** PROBLEM TO SOLVE **
Write out the whole listing exactly.

** INFORMATION PROVIDED **
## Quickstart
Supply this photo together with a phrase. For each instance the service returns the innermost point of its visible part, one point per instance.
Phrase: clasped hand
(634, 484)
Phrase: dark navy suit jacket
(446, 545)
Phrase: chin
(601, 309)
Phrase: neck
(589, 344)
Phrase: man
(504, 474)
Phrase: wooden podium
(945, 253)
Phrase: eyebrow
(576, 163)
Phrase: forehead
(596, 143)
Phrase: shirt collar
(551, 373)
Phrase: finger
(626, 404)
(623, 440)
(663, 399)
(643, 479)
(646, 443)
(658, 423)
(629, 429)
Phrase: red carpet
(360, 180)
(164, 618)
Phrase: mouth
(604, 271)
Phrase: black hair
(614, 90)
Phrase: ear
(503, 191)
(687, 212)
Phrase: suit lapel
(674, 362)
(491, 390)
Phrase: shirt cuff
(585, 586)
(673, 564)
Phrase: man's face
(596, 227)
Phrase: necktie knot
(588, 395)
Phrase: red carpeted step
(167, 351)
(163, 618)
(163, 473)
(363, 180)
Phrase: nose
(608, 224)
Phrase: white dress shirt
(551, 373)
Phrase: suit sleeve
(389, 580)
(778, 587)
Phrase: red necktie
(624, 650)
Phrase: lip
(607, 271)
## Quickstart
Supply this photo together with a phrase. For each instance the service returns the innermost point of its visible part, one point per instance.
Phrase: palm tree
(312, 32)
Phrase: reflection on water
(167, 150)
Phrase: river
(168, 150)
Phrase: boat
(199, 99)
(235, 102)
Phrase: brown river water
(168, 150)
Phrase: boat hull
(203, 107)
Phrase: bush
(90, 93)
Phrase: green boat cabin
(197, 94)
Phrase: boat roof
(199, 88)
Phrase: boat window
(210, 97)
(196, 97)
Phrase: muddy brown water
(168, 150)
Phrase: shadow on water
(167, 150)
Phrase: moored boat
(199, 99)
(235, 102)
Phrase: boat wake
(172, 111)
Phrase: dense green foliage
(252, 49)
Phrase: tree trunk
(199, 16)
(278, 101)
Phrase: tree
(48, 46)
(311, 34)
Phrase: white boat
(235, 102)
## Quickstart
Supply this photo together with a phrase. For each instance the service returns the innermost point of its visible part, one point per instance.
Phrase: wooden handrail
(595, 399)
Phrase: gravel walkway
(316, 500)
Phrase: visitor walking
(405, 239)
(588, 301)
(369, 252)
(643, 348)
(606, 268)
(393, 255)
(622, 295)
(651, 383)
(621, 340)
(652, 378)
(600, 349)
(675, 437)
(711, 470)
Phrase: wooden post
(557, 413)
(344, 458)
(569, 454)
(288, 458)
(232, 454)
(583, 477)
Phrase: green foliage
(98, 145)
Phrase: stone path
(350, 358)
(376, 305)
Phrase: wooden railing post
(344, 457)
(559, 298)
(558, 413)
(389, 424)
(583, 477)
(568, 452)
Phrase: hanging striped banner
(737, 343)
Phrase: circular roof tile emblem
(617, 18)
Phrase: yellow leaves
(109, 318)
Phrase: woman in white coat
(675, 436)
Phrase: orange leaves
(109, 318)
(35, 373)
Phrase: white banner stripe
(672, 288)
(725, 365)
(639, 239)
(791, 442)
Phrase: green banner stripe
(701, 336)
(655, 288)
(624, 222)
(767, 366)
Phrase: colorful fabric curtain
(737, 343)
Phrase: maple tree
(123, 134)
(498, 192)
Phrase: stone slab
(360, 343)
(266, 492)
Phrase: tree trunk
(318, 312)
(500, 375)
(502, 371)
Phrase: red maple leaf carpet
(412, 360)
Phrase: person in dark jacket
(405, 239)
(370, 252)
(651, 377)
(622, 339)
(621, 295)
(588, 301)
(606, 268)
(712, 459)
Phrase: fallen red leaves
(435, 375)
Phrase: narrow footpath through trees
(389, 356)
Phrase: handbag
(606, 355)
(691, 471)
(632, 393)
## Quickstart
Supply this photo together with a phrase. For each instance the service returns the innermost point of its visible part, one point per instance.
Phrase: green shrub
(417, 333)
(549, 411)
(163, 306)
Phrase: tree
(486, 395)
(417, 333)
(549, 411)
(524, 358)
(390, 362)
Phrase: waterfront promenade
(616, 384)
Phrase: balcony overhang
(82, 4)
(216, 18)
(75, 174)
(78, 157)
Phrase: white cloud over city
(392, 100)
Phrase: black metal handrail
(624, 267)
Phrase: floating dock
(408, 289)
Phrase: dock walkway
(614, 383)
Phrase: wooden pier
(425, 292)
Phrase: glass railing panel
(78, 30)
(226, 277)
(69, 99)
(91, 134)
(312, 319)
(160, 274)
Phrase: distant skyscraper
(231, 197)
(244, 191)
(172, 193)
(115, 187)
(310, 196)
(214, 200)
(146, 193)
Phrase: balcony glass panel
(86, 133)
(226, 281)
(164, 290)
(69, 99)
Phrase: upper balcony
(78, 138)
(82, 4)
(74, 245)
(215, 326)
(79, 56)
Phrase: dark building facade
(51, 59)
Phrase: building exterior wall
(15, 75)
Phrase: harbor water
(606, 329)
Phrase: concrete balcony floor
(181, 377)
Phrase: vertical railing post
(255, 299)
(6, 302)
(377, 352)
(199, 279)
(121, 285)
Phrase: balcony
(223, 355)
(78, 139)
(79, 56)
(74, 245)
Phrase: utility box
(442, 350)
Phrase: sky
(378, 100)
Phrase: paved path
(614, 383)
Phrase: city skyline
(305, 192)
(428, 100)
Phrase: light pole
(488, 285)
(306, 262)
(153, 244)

** ANSWER BOX **
## Quickstart
Supply this photo together with a phrase. For each instance the service returns the innermost point of its visible part, one point per instance.
Phrase: clasped hand
(634, 484)
Phrase: dark navy suit jacket
(446, 545)
Phrase: chin
(601, 309)
Phrase: neck
(589, 344)
Phrase: man
(504, 474)
Phrase: wooden podium
(945, 253)
Phrase: eyebrow
(576, 163)
Phrase: forehead
(596, 143)
Phrase: shirt collar
(551, 373)
Phrase: finger
(626, 404)
(623, 440)
(663, 399)
(643, 479)
(646, 443)
(658, 423)
(629, 429)
Phrase: red carpet
(360, 180)
(164, 618)
Phrase: mouth
(604, 271)
Phrase: black hair
(614, 90)
Phrase: ear
(503, 191)
(687, 212)
Phrase: suit lapel
(674, 362)
(491, 390)
Phrase: shirt cuff
(585, 586)
(673, 564)
Phrase: man's face
(596, 227)
Phrase: necktie knot
(588, 395)
Phrase: red carpeted step
(167, 351)
(163, 618)
(163, 473)
(363, 180)
Phrase: nose
(608, 224)
Phrase: white dress shirt
(551, 373)
Phrase: suit sleeve
(389, 580)
(778, 587)
Phrase: red necktie
(624, 650)
Phrase: lip
(607, 271)
## Quickstart
Supply this photo together with a phrase. For each instance the service returns the innermost point of its visible part, one point per instance.
Phrase: palm tree
(312, 32)
Phrase: reflection on water
(167, 150)
Phrase: river
(168, 150)
Phrase: boat
(199, 99)
(235, 102)
Phrase: brown river water
(168, 150)
Phrase: boat hull
(203, 107)
Phrase: bush
(90, 93)
Phrase: green boat cabin
(197, 94)
Phrase: boat roof
(199, 88)
Phrase: boat window
(210, 97)
(196, 97)
Phrase: muddy brown water
(168, 150)
Phrase: shadow on water
(167, 150)
Phrase: moored boat
(199, 99)
(235, 102)
Phrase: boat wake
(172, 111)
Phrase: dense green foliage
(252, 49)
Phrase: tree trunk
(199, 16)
(278, 101)
Phrase: tree
(48, 46)
(311, 34)
Phrase: white boat
(235, 102)
## Quickstart
Supply this photo together with a phrase. For each instance the service returns the innermost point of its visible part, one point per instance.
Phrase: wooden handrail
(595, 399)
Phrase: gravel walkway
(316, 500)
Phrase: visitor walking
(405, 239)
(588, 301)
(369, 252)
(643, 348)
(606, 268)
(393, 255)
(622, 295)
(651, 383)
(621, 340)
(652, 378)
(600, 349)
(675, 437)
(711, 470)
Phrase: wooden post
(557, 413)
(344, 458)
(569, 454)
(288, 458)
(232, 454)
(583, 477)
Phrase: green foliage
(98, 145)
Phrase: stone path
(350, 358)
(376, 305)
Phrase: wooden railing post
(344, 457)
(559, 298)
(558, 413)
(389, 424)
(583, 477)
(568, 452)
Phrase: hanging striped banner
(737, 343)
Phrase: circular roof tile emblem
(617, 18)
Phrase: yellow leaves
(109, 318)
Phrase: woman in white coat
(675, 436)
Phrase: orange leaves
(109, 318)
(35, 373)
Phrase: white banner stripe
(672, 288)
(725, 365)
(639, 239)
(791, 442)
Phrase: green banner stripe
(701, 336)
(655, 288)
(624, 222)
(767, 366)
Phrase: colorful fabric curtain
(737, 343)
Phrase: maple tree
(123, 134)
(498, 192)
Phrase: stone slab
(360, 343)
(266, 492)
Phrase: tree trunk
(318, 312)
(500, 375)
(502, 371)
Phrase: red maple leaf carpet
(412, 360)
Phrase: person in dark jacket
(405, 239)
(370, 252)
(651, 377)
(622, 339)
(621, 295)
(588, 301)
(606, 268)
(712, 459)
Phrase: fallen red leaves
(435, 375)
Phrase: narrow footpath through trees
(389, 356)
Phrase: handbag
(606, 355)
(691, 471)
(632, 393)
## Quickstart
Supply this photo together with a phrase. For each instance the service returns the innermost point of its visible part, one point per instance.
Phrase: green shrub
(417, 333)
(549, 411)
(163, 306)
Phrase: tree
(486, 395)
(417, 333)
(549, 411)
(524, 358)
(390, 362)
Phrase: waterfront promenade
(616, 384)
Phrase: balcony overhang
(82, 4)
(216, 18)
(75, 174)
(78, 157)
Phrase: white cloud over city
(392, 100)
Phrase: black metal handrail
(624, 267)
Phrase: floating dock
(408, 289)
Phrase: dock walkway
(614, 383)
Phrase: wooden pier
(425, 292)
Phrase: glass railing panel
(78, 30)
(226, 277)
(69, 99)
(91, 134)
(312, 319)
(160, 274)
Phrase: distant skyscraper
(231, 197)
(244, 191)
(172, 193)
(115, 187)
(310, 196)
(214, 200)
(146, 193)
Phrase: balcony glass panel
(86, 133)
(226, 281)
(164, 290)
(69, 99)
Phrase: upper balcony
(78, 138)
(82, 4)
(74, 245)
(215, 326)
(79, 56)
Phrase: dark building facade
(51, 59)
Phrase: building exterior wall
(15, 75)
Phrase: harbor water
(606, 329)
Phrase: concrete balcony floor
(181, 377)
Phrase: vertical railing post
(255, 299)
(6, 302)
(377, 352)
(199, 279)
(121, 285)
Phrase: balcony
(223, 355)
(78, 139)
(79, 56)
(74, 245)
Phrase: utility box
(442, 350)
Phrase: sky
(378, 100)
Phrase: paved path
(614, 383)
Phrase: city skyline
(305, 192)
(428, 100)
Phrase: light pole
(488, 285)
(306, 262)
(153, 244)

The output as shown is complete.